+++ 本文

【連載】櫻井ジャーナル

【櫻井ジャーナル】2025.08.07XML :小型核兵器を1発撃ち込めば露国は屈服すると信じる人物が英国防相の戦略顧問に

櫻井春彦

イギリスのRUSI(王立防衛安全保障研究所)で副所長を務めていたマルコム・チャーマースが8月からジョン・ヒーリー国防大臣の戦略顧問を務めている。この人物は2022年5月、ウクライナによるクリミア半島奪取をめぐるロシアとの「ステロイド入りキューバミサイル危機」こそがロシアを屈服させる最善の選択肢かもしれないと提言、今年3月にはエコノミスト誌のシャシャンク・ジョシに対し、イギリスが潜水艦からロシアを核攻撃することに何ら問題はないと述べたことで知られている。小型核兵器を1発撃ち込めばロシアは縮み上がり、屈服するというのだ。

 

正気とは思えない人物を国防大臣の戦略顧問に就任させる政府を持つ国が正気だとは思えないが、その国はかつて海賊行為で富を築き、イスラエルやサウジアラビアを作り上げて中東支配を目論み、軍事力で中国(清)をアヘン漬けにし、明治維新で日本の体制を転覆させ、明治体制に朝鮮半島から中国にかけての地域を侵略、略奪させている。イギリスと同じようにピューリタンの影響を強く受けているアメリカでは先住民が虐殺された。民族浄化だ。同じようなことをイスラエルが行っている。

 

イギリスは19世紀にロシアを侵略する戦略をたて、「グレート・ゲーム」を始めた。その戦略で中心的な役割を果たした政治家はホイッグ党(後の自由党)を率いていたヘンリー・ジョン・テンプル(別名パーマストン子爵)。ビクトリア女王にアヘン戦争を指示したのもこの人物である。つまりロシアと中国に戦争を仕掛けたわけだ。

++++++
+++ 資料の抜粋

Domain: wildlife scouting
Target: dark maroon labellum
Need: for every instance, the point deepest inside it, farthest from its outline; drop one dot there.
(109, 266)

++++++

* [やること]
- 1) 本文について、次の問いに答えてください。
(a) マルコム・チャーマースは、RUSIでどんな役職を務めていましたか。
(b) 今年3月にチャーマースが話をしたのは、どの雑誌の誰ですか。
(c) 「グレート・ゲーム」の戦略で中心になった政治家の別名は何ですか。
- 2) 本文のうち、「イギリスのRUSI(王立防衛」で始まり「中国に戦争を仕掛けたわけだ。」で終わる部分を、一字も変えずに書き写してください。

* [答え]
- 1)
(a) 副所長
(b) エコノミスト誌のシャシャンク・ジョシ
(c) パーマストン子爵

- 2)
イギリスのRUSI(王立防衛安全保障研究所)で副所長を務めていたマルコム・チャーマースが8月からジョン・ヒーリー国防大臣の戦略顧問を務めている。この人物は2022年5月、ウクライナによるクリミア半島奪取をめぐるロシアとの「ステロイド入りキューバミサイル危機」こそがロシアを屈服させる最善の選択肢かもしれないと提言、今年3月にはエコノミスト誌のシャシャンク・ジョシに対し、イギリスが潜水艦からロシアを核攻撃することに何ら問題はないと述べたことで知られている。小型核兵器を1発撃ち込めばロシアは縮み上がり、屈服するというのだ。

 

正気とは思えない人物を国防大臣の戦略顧問に就任させる政府を持つ国が正気だとは思えないが、その国はかつて海賊行為で富を築き、イスラエルやサウジアラビアを作り上げて中東支配を目論み、軍事力で中国(清)をアヘン漬けにし、明治維新で日本の体制を転覆させ、明治体制に朝鮮半島から中国にかけての地域を侵略、略奪させている。イギリスと同じようにピューリタンの影響を強く受けているアメリカでは先住民が虐殺された。民族浄化だ。同じようなことをイスラエルが行っている。

 

イギリスは19世紀にロシアを侵略する戦略をたて、「グレート・ゲーム」を始めた。その戦略で中心的な役割を果たした政治家はホイッグ党(後の自由党)を率いていたヘンリー・ジョン・テンプル(別名パーマストン子爵)。ビクトリア女王にアヘン戦争を指示したのもこの人物である。つまりロシアと中国に戦争を仕掛けたわけだ。